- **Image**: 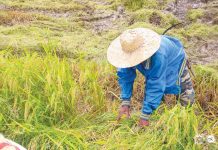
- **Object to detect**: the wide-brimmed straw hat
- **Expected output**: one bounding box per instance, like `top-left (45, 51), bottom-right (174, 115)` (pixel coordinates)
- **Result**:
top-left (107, 28), bottom-right (161, 68)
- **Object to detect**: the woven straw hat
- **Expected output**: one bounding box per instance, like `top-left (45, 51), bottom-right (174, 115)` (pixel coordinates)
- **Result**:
top-left (107, 28), bottom-right (161, 68)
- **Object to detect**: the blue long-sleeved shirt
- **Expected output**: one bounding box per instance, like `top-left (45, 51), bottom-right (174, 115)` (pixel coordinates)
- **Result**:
top-left (117, 35), bottom-right (185, 115)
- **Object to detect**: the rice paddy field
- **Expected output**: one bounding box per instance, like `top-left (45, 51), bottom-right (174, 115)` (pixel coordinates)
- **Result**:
top-left (0, 0), bottom-right (218, 150)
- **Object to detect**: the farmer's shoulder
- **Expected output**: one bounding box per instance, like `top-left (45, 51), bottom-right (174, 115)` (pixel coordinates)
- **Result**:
top-left (160, 35), bottom-right (183, 48)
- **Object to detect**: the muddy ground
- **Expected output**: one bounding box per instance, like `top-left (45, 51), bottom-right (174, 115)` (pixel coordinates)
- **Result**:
top-left (0, 0), bottom-right (218, 64)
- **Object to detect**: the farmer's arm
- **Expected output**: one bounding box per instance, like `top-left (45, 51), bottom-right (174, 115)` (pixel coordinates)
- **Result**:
top-left (117, 67), bottom-right (136, 106)
top-left (141, 54), bottom-right (167, 120)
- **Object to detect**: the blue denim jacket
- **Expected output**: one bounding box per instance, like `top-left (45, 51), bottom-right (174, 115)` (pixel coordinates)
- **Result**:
top-left (117, 35), bottom-right (185, 118)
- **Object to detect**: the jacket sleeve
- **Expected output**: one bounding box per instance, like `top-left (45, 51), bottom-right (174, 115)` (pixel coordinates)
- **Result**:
top-left (141, 54), bottom-right (167, 119)
top-left (117, 67), bottom-right (136, 105)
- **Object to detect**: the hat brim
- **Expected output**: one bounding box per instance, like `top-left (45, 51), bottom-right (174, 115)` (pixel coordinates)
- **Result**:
top-left (107, 28), bottom-right (161, 68)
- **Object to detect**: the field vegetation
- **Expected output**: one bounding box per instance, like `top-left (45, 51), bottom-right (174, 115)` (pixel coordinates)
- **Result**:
top-left (0, 0), bottom-right (218, 150)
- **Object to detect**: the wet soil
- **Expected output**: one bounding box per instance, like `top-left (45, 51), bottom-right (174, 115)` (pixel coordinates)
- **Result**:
top-left (0, 0), bottom-right (218, 64)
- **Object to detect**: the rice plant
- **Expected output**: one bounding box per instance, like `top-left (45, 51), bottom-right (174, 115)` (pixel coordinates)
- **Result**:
top-left (0, 48), bottom-right (218, 150)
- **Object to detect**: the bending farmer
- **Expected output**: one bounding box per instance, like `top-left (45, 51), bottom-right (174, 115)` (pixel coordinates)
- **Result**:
top-left (107, 28), bottom-right (194, 126)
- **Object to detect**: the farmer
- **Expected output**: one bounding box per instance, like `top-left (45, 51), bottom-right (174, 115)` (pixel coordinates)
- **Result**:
top-left (107, 28), bottom-right (195, 127)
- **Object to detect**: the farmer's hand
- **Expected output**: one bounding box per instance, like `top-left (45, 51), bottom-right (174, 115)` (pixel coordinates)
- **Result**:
top-left (117, 105), bottom-right (130, 121)
top-left (138, 119), bottom-right (149, 127)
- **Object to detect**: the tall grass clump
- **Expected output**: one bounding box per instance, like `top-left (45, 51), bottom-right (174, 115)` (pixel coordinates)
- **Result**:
top-left (0, 51), bottom-right (114, 149)
top-left (0, 49), bottom-right (218, 150)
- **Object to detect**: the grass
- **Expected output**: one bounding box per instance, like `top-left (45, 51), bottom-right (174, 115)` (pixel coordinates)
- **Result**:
top-left (0, 0), bottom-right (218, 150)
top-left (0, 49), bottom-right (217, 149)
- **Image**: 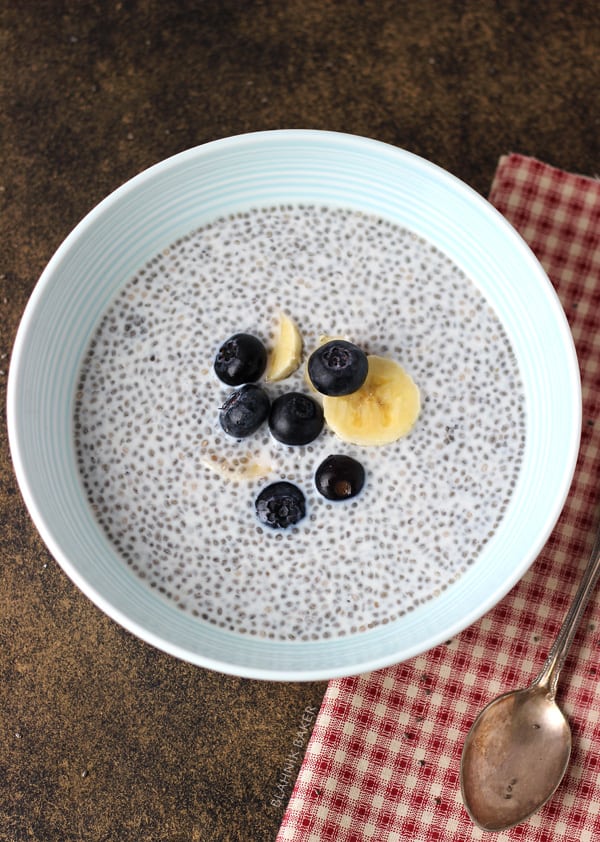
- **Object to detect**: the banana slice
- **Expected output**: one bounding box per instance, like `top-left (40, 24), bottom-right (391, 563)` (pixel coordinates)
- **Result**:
top-left (323, 355), bottom-right (421, 445)
top-left (201, 453), bottom-right (273, 480)
top-left (265, 313), bottom-right (302, 382)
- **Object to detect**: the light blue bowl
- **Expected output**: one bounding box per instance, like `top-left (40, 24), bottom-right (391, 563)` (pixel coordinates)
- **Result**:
top-left (8, 131), bottom-right (581, 681)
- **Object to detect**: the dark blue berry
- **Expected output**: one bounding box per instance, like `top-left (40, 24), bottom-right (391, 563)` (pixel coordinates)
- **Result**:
top-left (215, 333), bottom-right (267, 386)
top-left (269, 392), bottom-right (323, 444)
top-left (256, 481), bottom-right (306, 529)
top-left (315, 456), bottom-right (365, 500)
top-left (219, 383), bottom-right (271, 439)
top-left (308, 339), bottom-right (369, 397)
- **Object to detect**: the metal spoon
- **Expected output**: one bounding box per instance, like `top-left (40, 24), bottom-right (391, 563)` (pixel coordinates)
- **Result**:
top-left (460, 532), bottom-right (600, 831)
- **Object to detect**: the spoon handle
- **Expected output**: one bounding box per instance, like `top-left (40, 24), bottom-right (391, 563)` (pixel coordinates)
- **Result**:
top-left (533, 530), bottom-right (600, 699)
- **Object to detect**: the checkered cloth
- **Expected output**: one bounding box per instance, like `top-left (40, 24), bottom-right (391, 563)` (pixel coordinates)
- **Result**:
top-left (277, 155), bottom-right (600, 842)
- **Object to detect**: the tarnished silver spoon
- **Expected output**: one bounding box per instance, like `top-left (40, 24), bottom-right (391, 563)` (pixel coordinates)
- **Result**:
top-left (460, 532), bottom-right (600, 831)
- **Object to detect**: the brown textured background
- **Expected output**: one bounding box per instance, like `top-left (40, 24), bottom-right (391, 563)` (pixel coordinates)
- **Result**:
top-left (0, 0), bottom-right (600, 842)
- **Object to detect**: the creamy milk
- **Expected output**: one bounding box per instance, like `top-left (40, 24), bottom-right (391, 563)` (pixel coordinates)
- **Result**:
top-left (75, 206), bottom-right (525, 640)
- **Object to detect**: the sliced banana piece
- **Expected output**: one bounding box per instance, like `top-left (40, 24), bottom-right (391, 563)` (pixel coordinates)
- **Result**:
top-left (323, 354), bottom-right (421, 445)
top-left (265, 313), bottom-right (302, 382)
top-left (201, 452), bottom-right (273, 480)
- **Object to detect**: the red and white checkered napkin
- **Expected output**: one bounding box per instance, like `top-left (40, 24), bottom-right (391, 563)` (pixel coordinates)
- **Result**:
top-left (277, 155), bottom-right (600, 842)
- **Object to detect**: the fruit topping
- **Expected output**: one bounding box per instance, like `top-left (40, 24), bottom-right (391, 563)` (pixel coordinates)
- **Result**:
top-left (269, 392), bottom-right (323, 444)
top-left (323, 355), bottom-right (421, 445)
top-left (255, 481), bottom-right (306, 529)
top-left (315, 455), bottom-right (365, 500)
top-left (308, 339), bottom-right (369, 397)
top-left (219, 383), bottom-right (271, 439)
top-left (215, 333), bottom-right (267, 386)
top-left (265, 313), bottom-right (302, 382)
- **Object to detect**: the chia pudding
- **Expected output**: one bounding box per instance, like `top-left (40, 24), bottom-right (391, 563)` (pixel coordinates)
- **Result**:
top-left (75, 205), bottom-right (525, 640)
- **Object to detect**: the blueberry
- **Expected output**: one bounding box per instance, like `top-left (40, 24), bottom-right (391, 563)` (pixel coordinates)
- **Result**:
top-left (315, 456), bottom-right (365, 500)
top-left (215, 333), bottom-right (267, 386)
top-left (255, 482), bottom-right (306, 529)
top-left (269, 392), bottom-right (323, 444)
top-left (219, 383), bottom-right (271, 439)
top-left (308, 339), bottom-right (369, 397)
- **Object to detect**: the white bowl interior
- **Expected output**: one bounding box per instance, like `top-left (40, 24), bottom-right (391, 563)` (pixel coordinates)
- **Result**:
top-left (8, 130), bottom-right (581, 680)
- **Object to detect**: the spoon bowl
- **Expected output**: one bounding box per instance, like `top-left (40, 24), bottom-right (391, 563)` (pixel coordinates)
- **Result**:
top-left (461, 684), bottom-right (571, 830)
top-left (460, 532), bottom-right (600, 831)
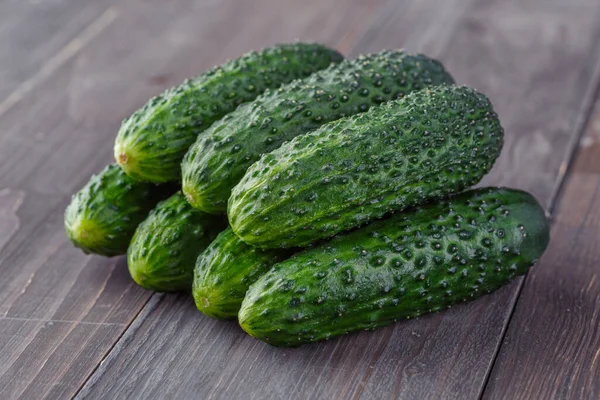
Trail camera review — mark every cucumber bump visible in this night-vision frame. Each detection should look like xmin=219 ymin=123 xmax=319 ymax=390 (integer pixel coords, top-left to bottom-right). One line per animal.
xmin=114 ymin=43 xmax=342 ymax=183
xmin=239 ymin=188 xmax=549 ymax=346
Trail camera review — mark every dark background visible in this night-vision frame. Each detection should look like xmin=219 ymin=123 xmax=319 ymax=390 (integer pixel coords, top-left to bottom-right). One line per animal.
xmin=0 ymin=0 xmax=600 ymax=399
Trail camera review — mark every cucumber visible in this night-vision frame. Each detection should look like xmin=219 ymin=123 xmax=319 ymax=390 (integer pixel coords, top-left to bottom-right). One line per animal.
xmin=65 ymin=164 xmax=177 ymax=257
xmin=127 ymin=192 xmax=226 ymax=292
xmin=114 ymin=43 xmax=343 ymax=182
xmin=192 ymin=228 xmax=291 ymax=319
xmin=181 ymin=51 xmax=454 ymax=213
xmin=239 ymin=188 xmax=549 ymax=346
xmin=228 ymin=86 xmax=503 ymax=248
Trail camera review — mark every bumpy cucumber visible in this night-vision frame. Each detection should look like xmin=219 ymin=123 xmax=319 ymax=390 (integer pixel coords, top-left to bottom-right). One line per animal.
xmin=192 ymin=228 xmax=291 ymax=319
xmin=182 ymin=51 xmax=454 ymax=213
xmin=228 ymin=86 xmax=503 ymax=248
xmin=239 ymin=188 xmax=549 ymax=346
xmin=114 ymin=43 xmax=342 ymax=182
xmin=127 ymin=192 xmax=226 ymax=292
xmin=65 ymin=164 xmax=176 ymax=257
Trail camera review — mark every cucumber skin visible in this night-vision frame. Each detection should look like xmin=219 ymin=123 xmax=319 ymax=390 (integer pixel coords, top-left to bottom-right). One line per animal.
xmin=127 ymin=192 xmax=226 ymax=292
xmin=181 ymin=50 xmax=454 ymax=213
xmin=239 ymin=188 xmax=549 ymax=346
xmin=114 ymin=43 xmax=343 ymax=183
xmin=228 ymin=86 xmax=503 ymax=248
xmin=65 ymin=164 xmax=177 ymax=257
xmin=192 ymin=228 xmax=292 ymax=319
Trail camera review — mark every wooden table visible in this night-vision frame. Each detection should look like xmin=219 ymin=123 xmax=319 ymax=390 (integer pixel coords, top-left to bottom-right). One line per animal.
xmin=0 ymin=0 xmax=600 ymax=399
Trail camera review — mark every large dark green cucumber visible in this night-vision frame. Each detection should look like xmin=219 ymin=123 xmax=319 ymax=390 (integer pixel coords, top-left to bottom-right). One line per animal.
xmin=228 ymin=86 xmax=503 ymax=248
xmin=192 ymin=228 xmax=291 ymax=319
xmin=239 ymin=188 xmax=549 ymax=346
xmin=127 ymin=192 xmax=226 ymax=292
xmin=114 ymin=43 xmax=343 ymax=182
xmin=65 ymin=164 xmax=177 ymax=257
xmin=181 ymin=51 xmax=454 ymax=213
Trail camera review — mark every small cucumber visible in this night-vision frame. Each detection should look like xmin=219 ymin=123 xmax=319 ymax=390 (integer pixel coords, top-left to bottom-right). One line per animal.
xmin=192 ymin=228 xmax=291 ymax=319
xmin=127 ymin=192 xmax=226 ymax=292
xmin=239 ymin=188 xmax=549 ymax=346
xmin=65 ymin=164 xmax=177 ymax=257
xmin=114 ymin=43 xmax=343 ymax=182
xmin=228 ymin=86 xmax=503 ymax=248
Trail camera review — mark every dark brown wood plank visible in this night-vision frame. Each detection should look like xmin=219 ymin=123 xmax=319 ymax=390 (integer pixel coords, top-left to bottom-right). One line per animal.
xmin=0 ymin=0 xmax=379 ymax=399
xmin=0 ymin=0 xmax=113 ymax=104
xmin=79 ymin=0 xmax=600 ymax=399
xmin=483 ymin=89 xmax=600 ymax=399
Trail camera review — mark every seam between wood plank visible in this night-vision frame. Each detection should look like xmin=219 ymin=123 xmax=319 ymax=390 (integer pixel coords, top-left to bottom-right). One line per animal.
xmin=67 ymin=5 xmax=389 ymax=399
xmin=0 ymin=6 xmax=119 ymax=117
xmin=477 ymin=28 xmax=600 ymax=400
xmin=71 ymin=293 xmax=165 ymax=399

### [EXERCISE BRIEF]
Convert the listing above, from its first line up to and including the line containing "top-left (160, 35), bottom-right (183, 48)", into a numbered list, omitting blank lines and leaving out the pictures.

### [EXERCISE RESULT]
1. - **Image**: 
2. - **Object to detect**: the wide-brimmed straw hat
3. - **Expected output**: one bounding box per instance, like `top-left (45, 51), bottom-right (174, 115)` (pixel coordinates)
4. - **Result**:
5. top-left (107, 28), bottom-right (161, 68)
6. - **Object to detect**: the woven straw hat
7. - **Expected output**: one bounding box per instance, like `top-left (45, 51), bottom-right (174, 115)` (pixel coordinates)
8. - **Result**:
9. top-left (107, 28), bottom-right (161, 68)
10. - **Object to detect**: the blue long-sleeved shirt
11. - **Expected output**: one bounding box per instance, like `top-left (45, 51), bottom-right (174, 115)` (pixel coordinates)
12. - **Result**:
13. top-left (117, 35), bottom-right (185, 115)
14. - **Object to detect**: the rice paddy field
15. - **Expected output**: one bounding box per instance, like `top-left (45, 51), bottom-right (174, 115)` (pixel coordinates)
16. - **Result**:
17. top-left (0, 0), bottom-right (218, 150)
18. - **Object to detect**: the farmer's shoulder
19. - **Expected output**: one bounding box per instance, like `top-left (45, 51), bottom-right (174, 115)` (pixel coordinates)
20. - **Result**:
21. top-left (160, 35), bottom-right (183, 48)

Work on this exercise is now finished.